▶ [WHAT YOU HAVE TO DO]
Copy out the data that comes next, character for character, and leave the images aside.

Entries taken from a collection

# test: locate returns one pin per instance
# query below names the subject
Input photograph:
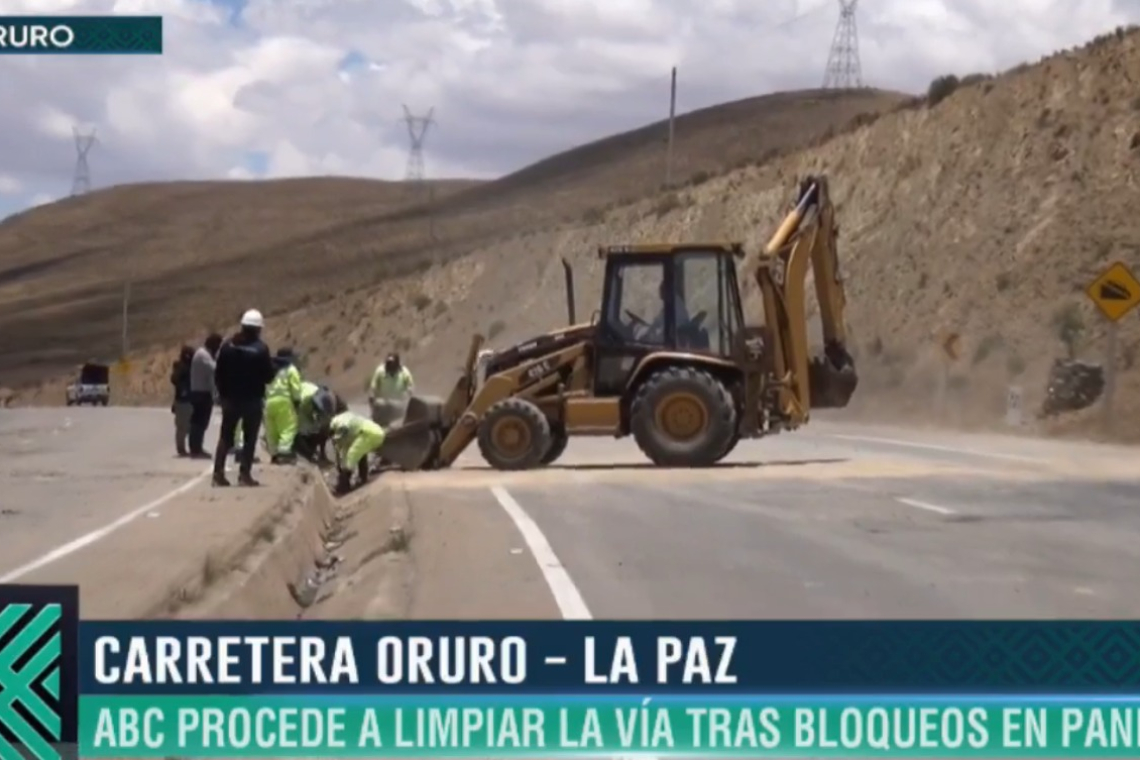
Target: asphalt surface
(66, 473)
(835, 521)
(838, 522)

▶ [ANSWER AREA]
# test: locate returns one pin per instance
# query below names the subject
Input photograph:
Target: asphalt surface
(66, 473)
(835, 521)
(838, 522)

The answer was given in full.